━━━ DATA FOR PROCESSING
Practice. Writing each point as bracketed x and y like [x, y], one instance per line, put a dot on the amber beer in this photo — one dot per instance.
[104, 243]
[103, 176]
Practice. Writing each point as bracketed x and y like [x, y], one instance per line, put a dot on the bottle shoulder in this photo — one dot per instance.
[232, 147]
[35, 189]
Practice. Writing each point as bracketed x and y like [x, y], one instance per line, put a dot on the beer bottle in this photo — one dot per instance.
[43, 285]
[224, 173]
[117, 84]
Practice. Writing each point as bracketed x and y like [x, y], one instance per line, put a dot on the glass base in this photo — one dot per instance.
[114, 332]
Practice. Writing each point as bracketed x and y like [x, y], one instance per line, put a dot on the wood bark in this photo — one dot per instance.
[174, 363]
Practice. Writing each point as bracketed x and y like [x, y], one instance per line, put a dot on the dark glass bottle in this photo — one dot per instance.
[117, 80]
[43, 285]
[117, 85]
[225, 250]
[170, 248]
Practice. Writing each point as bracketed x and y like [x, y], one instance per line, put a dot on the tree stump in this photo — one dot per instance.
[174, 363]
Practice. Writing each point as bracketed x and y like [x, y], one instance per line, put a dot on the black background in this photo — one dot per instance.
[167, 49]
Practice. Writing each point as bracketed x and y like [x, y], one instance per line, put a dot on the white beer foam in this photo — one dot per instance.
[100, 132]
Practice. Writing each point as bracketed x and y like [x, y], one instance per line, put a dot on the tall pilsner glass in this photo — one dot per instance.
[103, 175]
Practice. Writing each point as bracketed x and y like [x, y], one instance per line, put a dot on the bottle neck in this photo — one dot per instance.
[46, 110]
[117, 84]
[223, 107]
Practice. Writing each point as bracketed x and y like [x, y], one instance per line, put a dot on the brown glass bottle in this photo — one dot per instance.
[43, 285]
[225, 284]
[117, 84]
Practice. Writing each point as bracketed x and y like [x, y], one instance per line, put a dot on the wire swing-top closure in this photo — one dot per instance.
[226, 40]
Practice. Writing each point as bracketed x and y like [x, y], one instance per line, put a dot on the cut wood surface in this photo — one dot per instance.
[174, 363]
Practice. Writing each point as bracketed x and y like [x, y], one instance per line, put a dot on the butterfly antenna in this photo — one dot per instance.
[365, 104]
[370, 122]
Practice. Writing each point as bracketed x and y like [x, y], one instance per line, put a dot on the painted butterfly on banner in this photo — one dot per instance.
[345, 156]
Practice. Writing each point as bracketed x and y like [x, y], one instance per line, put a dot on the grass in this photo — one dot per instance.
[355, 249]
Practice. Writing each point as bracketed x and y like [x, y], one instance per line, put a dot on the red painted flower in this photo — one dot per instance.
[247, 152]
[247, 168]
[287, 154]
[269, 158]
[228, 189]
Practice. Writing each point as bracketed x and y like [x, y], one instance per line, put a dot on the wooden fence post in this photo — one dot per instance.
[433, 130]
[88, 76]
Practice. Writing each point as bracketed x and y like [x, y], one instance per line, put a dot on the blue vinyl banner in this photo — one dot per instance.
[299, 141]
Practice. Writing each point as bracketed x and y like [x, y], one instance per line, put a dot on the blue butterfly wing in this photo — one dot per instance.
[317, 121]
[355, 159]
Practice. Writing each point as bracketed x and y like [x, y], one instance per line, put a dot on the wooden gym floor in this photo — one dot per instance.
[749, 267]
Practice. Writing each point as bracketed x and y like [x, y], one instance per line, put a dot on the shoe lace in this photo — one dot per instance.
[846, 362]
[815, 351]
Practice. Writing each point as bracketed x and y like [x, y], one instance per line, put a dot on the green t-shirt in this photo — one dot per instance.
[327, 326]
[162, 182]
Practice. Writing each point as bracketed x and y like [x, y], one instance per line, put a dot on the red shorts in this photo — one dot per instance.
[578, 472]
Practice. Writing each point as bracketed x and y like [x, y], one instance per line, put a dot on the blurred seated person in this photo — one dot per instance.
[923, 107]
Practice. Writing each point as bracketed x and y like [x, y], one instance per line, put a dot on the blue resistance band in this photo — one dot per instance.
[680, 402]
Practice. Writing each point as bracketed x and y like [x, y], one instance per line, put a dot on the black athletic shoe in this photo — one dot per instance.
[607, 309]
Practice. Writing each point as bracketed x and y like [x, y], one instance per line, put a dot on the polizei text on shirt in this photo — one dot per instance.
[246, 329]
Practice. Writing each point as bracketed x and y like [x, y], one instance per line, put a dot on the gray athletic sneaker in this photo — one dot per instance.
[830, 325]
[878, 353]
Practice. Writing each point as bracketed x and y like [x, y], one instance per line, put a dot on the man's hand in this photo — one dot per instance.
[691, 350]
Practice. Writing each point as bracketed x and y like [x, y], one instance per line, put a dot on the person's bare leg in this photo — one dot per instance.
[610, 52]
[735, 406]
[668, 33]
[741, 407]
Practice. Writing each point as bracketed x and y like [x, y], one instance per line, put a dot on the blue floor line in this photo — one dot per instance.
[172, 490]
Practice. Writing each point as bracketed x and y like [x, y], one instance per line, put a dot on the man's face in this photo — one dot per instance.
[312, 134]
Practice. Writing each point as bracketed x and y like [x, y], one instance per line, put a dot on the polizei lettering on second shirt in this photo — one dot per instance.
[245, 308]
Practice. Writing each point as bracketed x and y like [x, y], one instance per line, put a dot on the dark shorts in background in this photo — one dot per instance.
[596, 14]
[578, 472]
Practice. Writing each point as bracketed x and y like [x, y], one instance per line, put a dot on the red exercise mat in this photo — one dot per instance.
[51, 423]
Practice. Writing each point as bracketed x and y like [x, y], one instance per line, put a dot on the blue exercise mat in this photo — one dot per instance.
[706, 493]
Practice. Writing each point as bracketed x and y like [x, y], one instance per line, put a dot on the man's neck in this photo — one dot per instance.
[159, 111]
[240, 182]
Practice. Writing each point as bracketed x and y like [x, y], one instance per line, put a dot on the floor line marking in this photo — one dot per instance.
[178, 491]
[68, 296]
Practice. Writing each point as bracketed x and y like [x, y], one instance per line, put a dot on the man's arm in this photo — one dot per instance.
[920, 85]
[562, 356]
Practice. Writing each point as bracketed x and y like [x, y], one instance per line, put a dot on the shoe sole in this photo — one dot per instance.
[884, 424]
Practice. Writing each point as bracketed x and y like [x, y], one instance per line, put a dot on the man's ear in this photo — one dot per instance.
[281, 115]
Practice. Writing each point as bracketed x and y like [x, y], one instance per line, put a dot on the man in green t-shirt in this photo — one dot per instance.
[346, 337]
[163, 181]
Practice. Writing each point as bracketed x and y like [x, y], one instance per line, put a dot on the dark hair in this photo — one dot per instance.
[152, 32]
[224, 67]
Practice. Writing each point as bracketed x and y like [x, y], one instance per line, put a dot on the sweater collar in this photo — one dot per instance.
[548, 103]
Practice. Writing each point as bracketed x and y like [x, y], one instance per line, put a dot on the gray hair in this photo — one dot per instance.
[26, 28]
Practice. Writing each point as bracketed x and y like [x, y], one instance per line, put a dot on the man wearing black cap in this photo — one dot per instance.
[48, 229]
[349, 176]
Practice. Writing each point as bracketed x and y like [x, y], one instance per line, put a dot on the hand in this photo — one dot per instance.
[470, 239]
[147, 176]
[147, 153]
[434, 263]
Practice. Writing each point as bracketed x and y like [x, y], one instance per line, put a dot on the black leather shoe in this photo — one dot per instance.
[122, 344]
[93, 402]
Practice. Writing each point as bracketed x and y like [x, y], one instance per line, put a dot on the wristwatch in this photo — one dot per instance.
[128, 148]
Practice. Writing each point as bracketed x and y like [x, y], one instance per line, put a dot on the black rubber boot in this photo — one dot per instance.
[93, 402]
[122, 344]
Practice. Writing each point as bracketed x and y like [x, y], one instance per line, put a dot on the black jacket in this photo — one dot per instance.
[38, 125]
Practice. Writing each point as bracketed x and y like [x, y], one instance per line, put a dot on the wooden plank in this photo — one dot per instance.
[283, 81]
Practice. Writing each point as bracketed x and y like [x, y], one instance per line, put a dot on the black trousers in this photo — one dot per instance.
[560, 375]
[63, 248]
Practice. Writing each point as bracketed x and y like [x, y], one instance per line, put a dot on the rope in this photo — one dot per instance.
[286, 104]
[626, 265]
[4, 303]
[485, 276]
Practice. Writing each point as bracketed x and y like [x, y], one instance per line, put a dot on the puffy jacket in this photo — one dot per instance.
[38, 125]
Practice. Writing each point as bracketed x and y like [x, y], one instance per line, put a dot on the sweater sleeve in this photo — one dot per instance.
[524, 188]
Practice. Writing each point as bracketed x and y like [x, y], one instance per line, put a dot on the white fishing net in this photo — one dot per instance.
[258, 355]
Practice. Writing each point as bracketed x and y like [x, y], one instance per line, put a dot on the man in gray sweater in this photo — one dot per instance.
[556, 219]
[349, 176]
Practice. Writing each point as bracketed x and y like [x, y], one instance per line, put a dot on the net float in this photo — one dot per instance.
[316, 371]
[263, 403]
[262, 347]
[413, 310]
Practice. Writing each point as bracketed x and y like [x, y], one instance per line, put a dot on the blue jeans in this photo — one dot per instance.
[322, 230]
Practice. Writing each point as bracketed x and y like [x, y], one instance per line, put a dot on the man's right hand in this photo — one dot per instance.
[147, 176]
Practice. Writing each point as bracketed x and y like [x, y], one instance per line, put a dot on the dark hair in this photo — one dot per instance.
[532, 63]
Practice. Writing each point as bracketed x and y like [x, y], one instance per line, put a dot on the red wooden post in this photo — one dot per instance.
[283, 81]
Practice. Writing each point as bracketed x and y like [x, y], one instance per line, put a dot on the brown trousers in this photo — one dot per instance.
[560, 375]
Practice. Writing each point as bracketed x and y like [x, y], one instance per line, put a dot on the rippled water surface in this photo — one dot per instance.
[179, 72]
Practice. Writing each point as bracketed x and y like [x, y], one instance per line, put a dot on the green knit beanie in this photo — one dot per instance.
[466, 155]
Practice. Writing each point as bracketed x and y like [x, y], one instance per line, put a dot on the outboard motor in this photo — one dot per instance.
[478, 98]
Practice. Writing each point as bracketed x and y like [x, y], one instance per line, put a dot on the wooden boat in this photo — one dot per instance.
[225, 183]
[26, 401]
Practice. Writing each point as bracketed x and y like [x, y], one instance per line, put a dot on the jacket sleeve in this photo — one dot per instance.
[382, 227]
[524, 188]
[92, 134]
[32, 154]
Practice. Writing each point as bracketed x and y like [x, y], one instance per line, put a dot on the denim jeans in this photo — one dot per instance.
━━━━━━
### REQUIRED WORK
Please retype, exactly as written, every line from the line containing "the blue jeans" through the last line of the records above, including both of those lines, and nothing else.

### REPLY TO THE EXERCISE
Practice. Writing each point as bracketed x and y like [x, y], one instance per line, put a dot on the blue jeans in this photo — one dot per instance.
[322, 230]
Practice. Writing each point as bracketed x and y like [x, y], one instance per line, put a dot on the man's right hand in this photo — one dot per instance.
[147, 176]
Practice. Writing each point as bracketed x and y like [x, y], one instance per line, put a dot on the dark hair in this photo — one dot per instance.
[532, 63]
Practice. Writing each point as bracketed x and y like [x, y], one instance per line, put a dot on the red wooden post in this photo — one dot per instance.
[283, 81]
Practice. Writing each point as bracketed x and y like [x, y], one instance per line, put a dot on the brown trousers in this photo — one dot per instance.
[560, 375]
Practice. Writing each point as bracketed x and y like [x, y], one instance per line, put a dot on the rippled water surface in this photo — one dot per instance.
[179, 72]
Practice. Writing each point as bracketed x and y like [x, y], one instance per line, put a dot on the green knit beanie in this photo — one dot per instance.
[466, 155]
Practice. Writing each point as bracketed x and y like [x, y], one instance per line, put a dot on the outboard motor in this photo — one dot per instance.
[478, 98]
Practice. Writing each point as bracketed x and y like [x, y], one instance per line, put a dot on the wooden boat in this photo — one dot per instance.
[225, 183]
[26, 401]
Practice. Writing each point as bracketed x and y like [x, y], one instance per line, put a dot on the jacket sleeve in this photo — one dot per instance.
[382, 227]
[524, 188]
[92, 134]
[32, 154]
Practice. Writing each point as bracketed x and y like [x, y], one instance per line, put a dot on the denim jeans in this photo — one dot per instance.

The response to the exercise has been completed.